ABOUT THIS TASK: Please make an exact transcription of the records, keeping the pictures out of it.

DATA EXTRACTS:
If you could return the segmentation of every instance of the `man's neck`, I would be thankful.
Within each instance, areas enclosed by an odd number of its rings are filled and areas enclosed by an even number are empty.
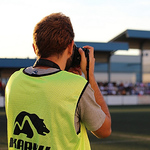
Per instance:
[[[58,57],[52,56],[52,57],[42,58],[42,59],[50,60],[50,61],[56,63],[60,67],[61,70],[65,69],[66,63],[62,59],[62,57],[58,58]],[[47,69],[47,68],[49,68],[49,66],[38,66],[38,68],[40,68],[40,69]]]

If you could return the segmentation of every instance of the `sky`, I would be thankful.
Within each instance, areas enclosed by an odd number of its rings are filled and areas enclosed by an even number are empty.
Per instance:
[[[0,0],[0,58],[35,58],[34,26],[55,12],[70,17],[75,41],[108,42],[126,29],[150,30],[150,0]]]

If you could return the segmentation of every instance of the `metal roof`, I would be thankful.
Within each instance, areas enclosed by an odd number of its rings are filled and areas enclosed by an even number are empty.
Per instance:
[[[122,49],[128,50],[127,43],[109,42],[109,43],[96,43],[96,42],[75,42],[78,47],[90,45],[94,47],[96,62],[108,62],[111,53]],[[0,68],[21,68],[32,66],[35,59],[19,59],[19,58],[0,58]]]
[[[128,43],[123,42],[108,42],[108,43],[97,43],[97,42],[75,42],[77,47],[83,47],[89,45],[94,47],[96,52],[115,52],[117,50],[128,50]]]
[[[109,61],[110,55],[117,50],[128,50],[128,43],[123,42],[75,42],[77,47],[83,47],[86,45],[94,47],[94,56],[96,62],[106,63]]]
[[[24,68],[32,66],[35,59],[0,58],[0,68]]]
[[[109,42],[127,42],[129,48],[150,49],[150,31],[127,29]]]

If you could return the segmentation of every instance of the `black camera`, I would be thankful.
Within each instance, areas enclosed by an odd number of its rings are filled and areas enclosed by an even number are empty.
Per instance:
[[[74,68],[74,67],[80,66],[81,55],[78,50],[79,50],[79,47],[77,47],[74,44],[73,54],[72,54],[71,58],[68,60],[65,70],[68,71],[71,67]],[[87,48],[82,48],[82,50],[84,51],[85,57],[87,58],[89,55],[89,50]]]
[[[73,46],[73,55],[72,55],[72,63],[71,63],[71,67],[77,67],[80,66],[80,62],[81,62],[81,55],[79,53],[79,47],[77,47],[75,44]],[[82,48],[82,50],[85,53],[85,57],[88,57],[89,55],[89,50],[87,48]]]
[[[73,54],[72,56],[68,59],[66,68],[65,70],[68,71],[71,67],[75,68],[80,66],[81,62],[81,55],[79,53],[79,47],[77,47],[75,44],[73,46]],[[89,81],[89,50],[87,48],[82,48],[82,50],[85,53],[85,57],[87,58],[87,66],[86,66],[86,71],[87,71],[87,80]]]

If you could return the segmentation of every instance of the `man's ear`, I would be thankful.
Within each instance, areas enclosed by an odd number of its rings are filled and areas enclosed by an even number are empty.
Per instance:
[[[68,53],[72,55],[73,53],[73,45],[74,45],[74,40],[68,45]]]
[[[36,54],[36,49],[35,49],[34,43],[32,44],[32,46],[33,46],[33,49],[34,49],[34,53]]]

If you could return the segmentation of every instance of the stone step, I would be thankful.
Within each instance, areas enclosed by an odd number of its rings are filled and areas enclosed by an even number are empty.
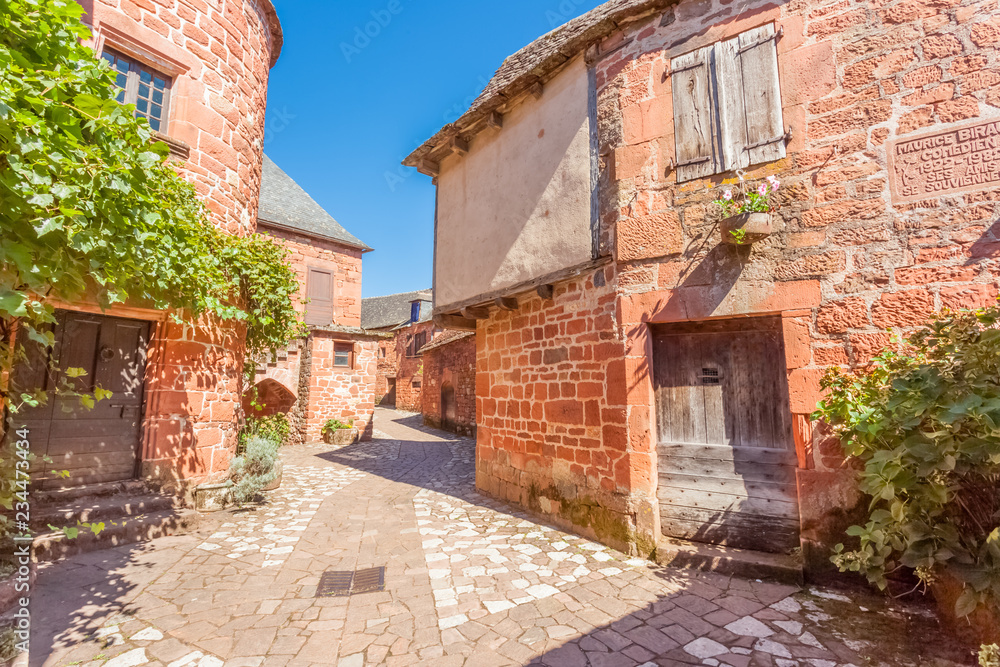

ANSWER SPACE:
If you could return the segmentation of every instance of the `man's neck`, I would be thankful.
Within each instance, areas enclosed by an odd number of its rings are filled and areas enclosed by an even number are empty.
Per instance:
[[[58,57],[52,56],[52,57],[42,58],[42,59],[50,60],[50,61],[56,63],[60,67],[61,70],[65,69],[66,63],[62,59],[62,57],[58,58]],[[47,69],[47,68],[49,68],[49,66],[38,66],[38,68],[40,68],[40,69]]]

If you could return the segmentation of every instance of the `sky`, I would be thankful.
Within each instance, areas enclosed by an odd number of its rings are filled and areas enclosed by an even number are empty.
Per instance:
[[[0,0],[0,58],[35,58],[34,26],[55,12],[70,17],[75,41],[108,42],[126,29],[150,30],[150,0]]]

If you could return the segmentation of every instance of the `metal roof`, I would be thankful.
Within each instance, areas enclosed by an odd number of its rings are filled and areas enclosed by an even number are empty.
Per instance:
[[[122,49],[128,50],[127,43],[109,42],[109,43],[96,43],[96,42],[75,42],[78,47],[90,45],[94,47],[96,62],[108,62],[111,53]],[[0,68],[21,68],[32,66],[35,59],[19,59],[19,58],[0,58]]]
[[[128,43],[123,42],[108,42],[108,43],[97,43],[97,42],[75,42],[77,47],[83,47],[89,45],[94,47],[96,52],[115,52],[117,50],[128,50]]]
[[[109,61],[110,55],[117,50],[128,50],[128,43],[123,42],[75,42],[77,47],[83,47],[86,45],[94,47],[94,56],[96,62],[106,63]]]
[[[24,68],[32,66],[35,59],[0,58],[0,68]]]
[[[109,42],[127,42],[129,48],[150,49],[150,31],[127,29]]]

If you could return the segmentation of every instance of the `black camera`, I would be thankful.
Within each instance, areas enclosed by an odd number of its rings are filled and areas enclosed by an even number are empty.
Per instance:
[[[74,68],[74,67],[80,66],[81,55],[78,50],[79,50],[79,47],[77,47],[74,44],[73,54],[72,54],[71,58],[68,60],[65,70],[68,71],[71,67]],[[87,48],[82,48],[82,50],[84,51],[85,57],[87,58],[89,55],[89,50]]]
[[[73,46],[73,55],[72,55],[72,63],[71,63],[71,67],[77,67],[80,66],[80,62],[81,62],[81,55],[79,53],[79,47],[77,47],[75,44]],[[82,48],[82,50],[85,53],[85,57],[88,57],[89,55],[89,50],[87,48]]]
[[[73,54],[72,56],[68,59],[66,68],[65,70],[68,71],[71,67],[75,68],[80,66],[81,62],[81,55],[79,53],[79,47],[77,47],[75,44],[73,46]],[[89,81],[89,50],[87,48],[82,48],[82,50],[85,53],[85,57],[87,58],[87,66],[86,66],[86,71],[87,71],[87,80]]]

If you could return the segmentation of every instance of the `man's ear`, I would be thankful.
Within each instance, areas enclosed by an odd number of its rings are filled and areas enclosed by an even number are empty.
Per instance:
[[[68,53],[72,55],[73,53],[73,45],[74,45],[74,40],[68,45]]]
[[[36,54],[36,49],[35,49],[34,43],[32,44],[32,46],[33,46],[33,49],[34,49],[34,53]]]

If you could return the segmentation of every instance of the stone step, I would be thankful.
Within each instance, areas enclosed by an odd number of its rings are filled and areas enclosed by an even number are empty.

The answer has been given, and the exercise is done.